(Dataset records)
-=-=-
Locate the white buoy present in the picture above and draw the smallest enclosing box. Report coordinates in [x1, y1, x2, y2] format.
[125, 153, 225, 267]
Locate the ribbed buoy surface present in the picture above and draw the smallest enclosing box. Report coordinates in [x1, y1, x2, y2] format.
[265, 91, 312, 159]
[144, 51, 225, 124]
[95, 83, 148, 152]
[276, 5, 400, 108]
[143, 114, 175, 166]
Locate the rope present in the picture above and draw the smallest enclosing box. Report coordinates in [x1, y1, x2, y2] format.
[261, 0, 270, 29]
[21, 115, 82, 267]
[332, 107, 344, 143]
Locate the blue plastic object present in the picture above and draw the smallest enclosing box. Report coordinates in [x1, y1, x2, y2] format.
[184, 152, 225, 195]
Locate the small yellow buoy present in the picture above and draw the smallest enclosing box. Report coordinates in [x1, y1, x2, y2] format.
-=-=-
• [WORK REQUIRED] Each line of the data is to be retyped exactly as shown.

• [WRITTEN SOLUTION]
Locate the white buoy present in the picture above and draw the smallest enclosing box. Report coordinates in [x1, y1, x2, y2] format.
[125, 153, 225, 267]
Locate the ribbed buoy surface present in the picture above and draw the smallest enclosing box. Report coordinates in [x1, y1, x2, y2] format.
[265, 91, 312, 159]
[144, 51, 225, 124]
[95, 83, 148, 152]
[276, 5, 400, 108]
[143, 114, 175, 166]
Locate the rope present in the picture above and draw the smallest enclosing box. Report coordinates in [x1, y1, x2, y2] format.
[261, 0, 270, 29]
[21, 115, 82, 267]
[332, 107, 344, 143]
Locate the blue plastic object present in the picture above and draw the smallest enclosing box. Report coordinates in [x1, y1, x2, y2] format.
[184, 152, 225, 195]
Locate the small yellow buoy present in the picture above and draw the smallest enclosing box. Report coordinates in [x1, y1, x2, y2] format.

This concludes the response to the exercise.